Reproduce every line of the records below, substituting "place one point" for each occurrence of "drop one dot" and keeping all other text unchanged.

Excerpts from point annotation data:
-- Start --

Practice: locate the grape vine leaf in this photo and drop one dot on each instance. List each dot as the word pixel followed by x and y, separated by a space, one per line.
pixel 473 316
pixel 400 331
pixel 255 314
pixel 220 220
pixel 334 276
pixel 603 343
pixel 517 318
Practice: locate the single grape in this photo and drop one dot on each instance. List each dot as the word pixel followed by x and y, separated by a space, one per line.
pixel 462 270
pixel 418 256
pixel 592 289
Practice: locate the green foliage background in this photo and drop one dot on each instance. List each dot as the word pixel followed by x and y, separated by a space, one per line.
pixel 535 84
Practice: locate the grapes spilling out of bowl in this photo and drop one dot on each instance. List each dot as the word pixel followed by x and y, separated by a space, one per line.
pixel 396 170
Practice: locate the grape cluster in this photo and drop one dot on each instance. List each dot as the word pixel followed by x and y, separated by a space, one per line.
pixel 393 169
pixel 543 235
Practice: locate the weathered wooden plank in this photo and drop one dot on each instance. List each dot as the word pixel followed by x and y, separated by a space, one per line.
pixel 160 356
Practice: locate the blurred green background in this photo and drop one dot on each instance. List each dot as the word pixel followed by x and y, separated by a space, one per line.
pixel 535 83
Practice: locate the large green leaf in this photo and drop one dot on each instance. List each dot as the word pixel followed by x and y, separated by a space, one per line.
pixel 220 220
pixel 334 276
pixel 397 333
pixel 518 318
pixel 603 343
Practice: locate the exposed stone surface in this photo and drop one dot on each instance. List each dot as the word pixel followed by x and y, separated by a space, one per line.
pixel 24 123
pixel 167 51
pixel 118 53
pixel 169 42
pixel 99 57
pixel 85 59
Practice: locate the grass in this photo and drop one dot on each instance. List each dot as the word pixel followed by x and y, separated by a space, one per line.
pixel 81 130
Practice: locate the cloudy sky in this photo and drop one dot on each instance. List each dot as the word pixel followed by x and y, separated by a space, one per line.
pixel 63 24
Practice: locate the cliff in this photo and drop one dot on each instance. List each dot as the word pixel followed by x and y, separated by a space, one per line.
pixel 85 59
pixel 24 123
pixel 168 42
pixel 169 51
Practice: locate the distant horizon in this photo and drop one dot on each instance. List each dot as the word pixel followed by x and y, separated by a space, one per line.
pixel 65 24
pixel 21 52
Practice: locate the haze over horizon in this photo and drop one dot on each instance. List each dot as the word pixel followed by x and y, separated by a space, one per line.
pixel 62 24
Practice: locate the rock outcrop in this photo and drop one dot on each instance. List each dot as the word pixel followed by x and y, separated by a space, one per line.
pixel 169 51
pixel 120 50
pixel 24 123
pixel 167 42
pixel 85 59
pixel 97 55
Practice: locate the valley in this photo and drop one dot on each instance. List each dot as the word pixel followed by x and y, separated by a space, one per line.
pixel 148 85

-- End --

=== Task output ===
Practice: locate the grape vine leaf in this photo and place one point on each instance. List each dot as the word pixel followed by x and y, separated by a space, one per line.
pixel 473 316
pixel 400 331
pixel 255 314
pixel 220 220
pixel 334 276
pixel 603 343
pixel 517 318
Practice: locate the single grape in this photo and place one point on each instance. List each dot as the word pixel followed by x and y, separated by a space, one per line.
pixel 462 270
pixel 418 256
pixel 592 289
Practice: locate the green foliage background in this photo and place one point on each instance. List each dot as the word pixel followed by x and y, separated by a space, one per line.
pixel 535 84
Practice: locate the grapes spilling out of bowl in this photo and place one point on each instance. List each dot as the word pixel followed by x and y, separated by a space, one per line.
pixel 396 170
Practice: locate the grape cluster in this photo and place one point on each instance. List each dot as the word pixel followed by x and y, separated by a space, one per line.
pixel 393 169
pixel 543 235
Practice: locate the weathered wooden plank in this photo and place one point on each instance. List each dot as the word pixel followed by x and y, separated by a space, one per line.
pixel 160 356
Practice: locate the blurred green background in this photo and place one point on each instance. List each dot as the word pixel followed by x and y, separated by a space, one per line.
pixel 535 83
Practice: locate the large green leaf in this photo and place one point on each instance. List each dot as the word pixel followed by x and y, separated by a space, one per line.
pixel 220 220
pixel 334 276
pixel 397 333
pixel 518 318
pixel 603 343
Practice: locate the exposed stone surface in this photo and place one point on each instance. List each dot as the word pixel followed by x and y, separated by a space, one per line.
pixel 24 123
pixel 167 51
pixel 118 53
pixel 169 42
pixel 99 57
pixel 85 59
Practice: locate the grass in this photo and place one point on each instance. List each dot as the word pixel followed by x and y, separated by a space, one per line.
pixel 81 130
Practice: locate the cloudy sky in this photo and place one point on each instance. List each dot as the word pixel followed by x and y, separated by a space, one per line.
pixel 63 24
Practice: locate the cliff in this photo and place one point on each instance. List each dot as the word pixel followed by x and y, separated by a space, one per line.
pixel 85 59
pixel 24 123
pixel 168 42
pixel 169 51
Practice: locate the distant horizon in this photo and place one point on each instance. List each dot as the word pixel followed by x and y, separated by a space, one per line.
pixel 65 24
pixel 21 52
Practice: locate the haze over horizon in this photo and place one point on each instance. List each dot as the word pixel followed by x and y, separated by a space, one per line.
pixel 62 24
Practice: locate the rock outcrop in this photo and place one point on each instance. List each dot as the word pixel followed by x and y, separated by a space, one per line.
pixel 169 51
pixel 120 50
pixel 24 123
pixel 167 42
pixel 85 59
pixel 97 55
Practice: locate the valley in this photo and place one point on each instance. List each dot as the word pixel followed by x and y, separated by a space, one per line.
pixel 148 85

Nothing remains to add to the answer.